Exercise requirements: Tally the lines in the items below that contain the string "clicks", treating case as significant. Reply with the number alone.

(Collected data entries)
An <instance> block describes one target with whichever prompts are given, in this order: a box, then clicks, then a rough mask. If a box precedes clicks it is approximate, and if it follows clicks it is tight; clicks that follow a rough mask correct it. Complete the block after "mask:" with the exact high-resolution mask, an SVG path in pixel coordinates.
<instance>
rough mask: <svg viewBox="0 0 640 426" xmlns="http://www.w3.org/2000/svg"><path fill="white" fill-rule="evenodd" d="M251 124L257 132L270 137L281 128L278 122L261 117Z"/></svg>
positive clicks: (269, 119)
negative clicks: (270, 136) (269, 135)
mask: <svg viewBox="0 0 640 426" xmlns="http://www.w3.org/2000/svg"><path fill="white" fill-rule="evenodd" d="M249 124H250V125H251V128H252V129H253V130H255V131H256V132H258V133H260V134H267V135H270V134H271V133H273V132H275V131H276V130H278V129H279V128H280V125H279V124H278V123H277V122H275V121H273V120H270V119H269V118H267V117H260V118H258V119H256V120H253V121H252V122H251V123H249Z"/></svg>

--

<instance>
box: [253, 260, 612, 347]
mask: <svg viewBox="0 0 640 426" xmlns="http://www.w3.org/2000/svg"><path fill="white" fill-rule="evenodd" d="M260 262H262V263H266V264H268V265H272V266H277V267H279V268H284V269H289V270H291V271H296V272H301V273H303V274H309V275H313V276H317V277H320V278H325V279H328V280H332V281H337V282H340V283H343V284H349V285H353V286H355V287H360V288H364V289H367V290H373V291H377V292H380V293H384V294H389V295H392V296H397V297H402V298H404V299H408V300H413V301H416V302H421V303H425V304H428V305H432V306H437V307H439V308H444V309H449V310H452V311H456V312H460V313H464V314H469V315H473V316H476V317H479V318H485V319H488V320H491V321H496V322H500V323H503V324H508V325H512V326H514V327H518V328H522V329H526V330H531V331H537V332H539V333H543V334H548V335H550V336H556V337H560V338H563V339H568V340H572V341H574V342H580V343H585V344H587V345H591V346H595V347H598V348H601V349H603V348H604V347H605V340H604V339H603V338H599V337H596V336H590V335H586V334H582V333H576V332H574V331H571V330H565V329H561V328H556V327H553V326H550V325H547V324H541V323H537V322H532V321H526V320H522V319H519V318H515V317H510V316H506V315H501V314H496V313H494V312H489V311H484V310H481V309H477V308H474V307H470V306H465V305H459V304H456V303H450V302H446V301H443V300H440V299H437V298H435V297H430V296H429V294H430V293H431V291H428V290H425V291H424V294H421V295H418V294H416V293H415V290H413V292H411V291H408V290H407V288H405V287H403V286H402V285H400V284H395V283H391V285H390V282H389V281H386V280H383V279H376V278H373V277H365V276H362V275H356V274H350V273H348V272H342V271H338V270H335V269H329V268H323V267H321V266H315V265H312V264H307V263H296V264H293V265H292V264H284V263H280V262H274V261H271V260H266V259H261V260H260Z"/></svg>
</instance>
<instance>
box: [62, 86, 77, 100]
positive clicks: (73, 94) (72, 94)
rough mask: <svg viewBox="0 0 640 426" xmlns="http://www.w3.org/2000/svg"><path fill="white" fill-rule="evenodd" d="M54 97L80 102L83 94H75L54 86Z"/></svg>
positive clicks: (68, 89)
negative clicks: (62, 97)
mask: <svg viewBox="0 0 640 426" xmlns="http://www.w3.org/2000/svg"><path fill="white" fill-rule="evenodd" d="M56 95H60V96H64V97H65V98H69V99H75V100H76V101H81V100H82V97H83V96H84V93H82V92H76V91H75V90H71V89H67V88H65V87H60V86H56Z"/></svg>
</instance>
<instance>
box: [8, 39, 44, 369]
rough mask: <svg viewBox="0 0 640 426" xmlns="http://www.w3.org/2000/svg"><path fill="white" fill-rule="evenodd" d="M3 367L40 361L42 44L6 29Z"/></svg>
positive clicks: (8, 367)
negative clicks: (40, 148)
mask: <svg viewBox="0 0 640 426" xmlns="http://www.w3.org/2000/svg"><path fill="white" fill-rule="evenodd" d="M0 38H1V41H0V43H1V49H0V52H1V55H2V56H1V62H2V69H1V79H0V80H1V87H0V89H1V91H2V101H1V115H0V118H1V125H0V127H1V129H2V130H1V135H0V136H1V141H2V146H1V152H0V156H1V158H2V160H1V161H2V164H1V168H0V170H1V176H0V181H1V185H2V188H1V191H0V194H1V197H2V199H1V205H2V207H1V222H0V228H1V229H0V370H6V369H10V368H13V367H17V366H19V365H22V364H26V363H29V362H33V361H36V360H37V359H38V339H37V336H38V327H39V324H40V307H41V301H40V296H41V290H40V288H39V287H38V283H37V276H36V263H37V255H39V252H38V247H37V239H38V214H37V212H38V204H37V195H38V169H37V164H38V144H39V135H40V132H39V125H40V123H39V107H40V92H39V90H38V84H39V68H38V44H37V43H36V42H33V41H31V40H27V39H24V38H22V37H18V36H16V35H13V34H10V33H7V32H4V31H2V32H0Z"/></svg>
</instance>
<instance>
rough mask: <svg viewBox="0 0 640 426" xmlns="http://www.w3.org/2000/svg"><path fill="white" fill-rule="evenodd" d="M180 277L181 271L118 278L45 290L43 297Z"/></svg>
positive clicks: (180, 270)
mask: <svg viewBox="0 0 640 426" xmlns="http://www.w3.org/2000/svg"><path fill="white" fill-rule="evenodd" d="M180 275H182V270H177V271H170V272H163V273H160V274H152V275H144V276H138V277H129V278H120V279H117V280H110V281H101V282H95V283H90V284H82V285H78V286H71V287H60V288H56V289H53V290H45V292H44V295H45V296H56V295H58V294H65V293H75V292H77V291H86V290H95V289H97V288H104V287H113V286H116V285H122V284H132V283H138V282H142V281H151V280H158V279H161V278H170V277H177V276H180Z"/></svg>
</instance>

Solution to this task: 9